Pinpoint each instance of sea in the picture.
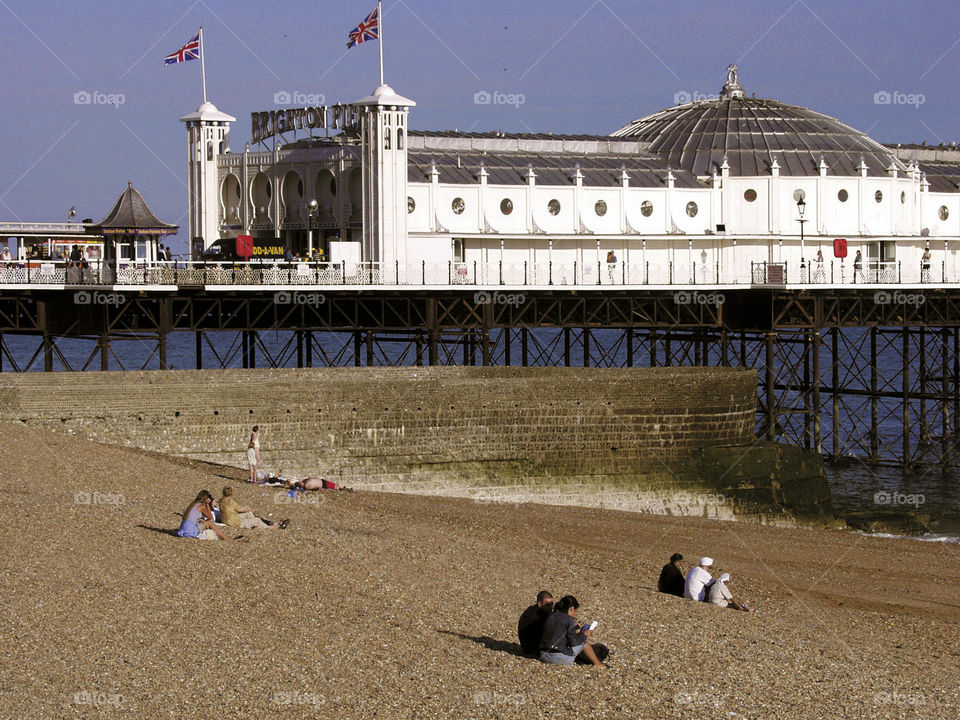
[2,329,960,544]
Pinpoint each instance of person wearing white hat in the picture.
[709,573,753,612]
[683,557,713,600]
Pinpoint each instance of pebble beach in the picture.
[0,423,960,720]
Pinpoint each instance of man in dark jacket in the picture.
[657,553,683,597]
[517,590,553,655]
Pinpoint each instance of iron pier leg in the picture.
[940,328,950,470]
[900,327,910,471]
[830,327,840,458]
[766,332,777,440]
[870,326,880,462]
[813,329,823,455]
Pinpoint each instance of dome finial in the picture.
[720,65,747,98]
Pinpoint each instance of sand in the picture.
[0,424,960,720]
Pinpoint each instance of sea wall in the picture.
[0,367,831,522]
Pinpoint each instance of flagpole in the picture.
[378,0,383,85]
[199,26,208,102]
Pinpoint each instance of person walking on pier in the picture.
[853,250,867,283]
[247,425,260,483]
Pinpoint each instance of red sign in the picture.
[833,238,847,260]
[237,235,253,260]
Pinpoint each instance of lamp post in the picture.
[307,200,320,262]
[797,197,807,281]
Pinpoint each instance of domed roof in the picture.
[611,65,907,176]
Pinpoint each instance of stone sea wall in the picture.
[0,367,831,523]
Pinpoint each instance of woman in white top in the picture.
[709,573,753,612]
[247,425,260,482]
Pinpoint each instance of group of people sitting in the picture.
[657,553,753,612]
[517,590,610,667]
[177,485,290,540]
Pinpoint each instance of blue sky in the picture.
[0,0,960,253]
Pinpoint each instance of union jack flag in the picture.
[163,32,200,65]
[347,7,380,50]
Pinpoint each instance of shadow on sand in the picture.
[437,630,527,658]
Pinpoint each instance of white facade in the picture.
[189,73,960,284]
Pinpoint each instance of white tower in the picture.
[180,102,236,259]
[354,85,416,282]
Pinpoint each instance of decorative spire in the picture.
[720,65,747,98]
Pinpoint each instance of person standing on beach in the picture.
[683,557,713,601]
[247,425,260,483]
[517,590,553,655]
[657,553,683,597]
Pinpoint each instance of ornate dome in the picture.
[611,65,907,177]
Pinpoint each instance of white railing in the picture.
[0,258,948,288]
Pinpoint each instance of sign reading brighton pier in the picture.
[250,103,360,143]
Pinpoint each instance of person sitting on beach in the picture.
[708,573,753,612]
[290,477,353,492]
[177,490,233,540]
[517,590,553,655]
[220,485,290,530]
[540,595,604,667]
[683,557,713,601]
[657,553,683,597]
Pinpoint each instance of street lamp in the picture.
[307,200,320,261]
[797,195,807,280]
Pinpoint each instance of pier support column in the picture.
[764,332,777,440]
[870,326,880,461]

======

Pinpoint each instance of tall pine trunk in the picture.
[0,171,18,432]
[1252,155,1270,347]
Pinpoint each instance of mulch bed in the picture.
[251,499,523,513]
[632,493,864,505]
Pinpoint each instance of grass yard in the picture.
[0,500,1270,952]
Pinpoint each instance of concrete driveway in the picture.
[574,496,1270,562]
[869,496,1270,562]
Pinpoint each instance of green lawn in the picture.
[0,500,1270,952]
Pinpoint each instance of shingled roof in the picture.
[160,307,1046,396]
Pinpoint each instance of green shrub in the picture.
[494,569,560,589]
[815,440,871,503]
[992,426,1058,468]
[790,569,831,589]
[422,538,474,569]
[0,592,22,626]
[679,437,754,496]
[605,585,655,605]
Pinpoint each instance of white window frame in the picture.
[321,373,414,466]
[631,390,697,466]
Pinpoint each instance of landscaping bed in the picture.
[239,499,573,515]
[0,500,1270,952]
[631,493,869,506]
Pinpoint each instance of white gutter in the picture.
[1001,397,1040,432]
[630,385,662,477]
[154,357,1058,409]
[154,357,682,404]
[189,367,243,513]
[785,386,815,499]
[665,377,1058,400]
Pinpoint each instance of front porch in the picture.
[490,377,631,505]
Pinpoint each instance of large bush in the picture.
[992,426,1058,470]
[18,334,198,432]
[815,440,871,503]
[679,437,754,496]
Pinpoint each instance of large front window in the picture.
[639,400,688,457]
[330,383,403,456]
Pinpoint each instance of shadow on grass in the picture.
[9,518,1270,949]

======

#### WHAT NEEDS TO BE DONE:
Quote everything from the line containing "Pinpoint each instance of green lawn" down to the line containing "[631,493,869,506]" in the data, both of those lines included.

#### WORKED SOLUTION:
Pinpoint each instance of green lawn in the picture.
[0,500,1270,952]
Pinpoint each instance of shingled roof in the picture.
[160,307,1046,396]
Pinpoint each instance of green shrub in the picture.
[494,569,560,589]
[815,440,871,503]
[992,426,1058,468]
[790,569,831,589]
[422,538,474,569]
[0,592,22,626]
[679,437,754,496]
[605,585,655,605]
Pinpoint each instance of white window frame in the picture.
[321,373,414,466]
[631,390,697,466]
Pinpoint each instance of landscaping bed in the picture.
[239,499,573,515]
[0,500,1270,952]
[631,493,869,506]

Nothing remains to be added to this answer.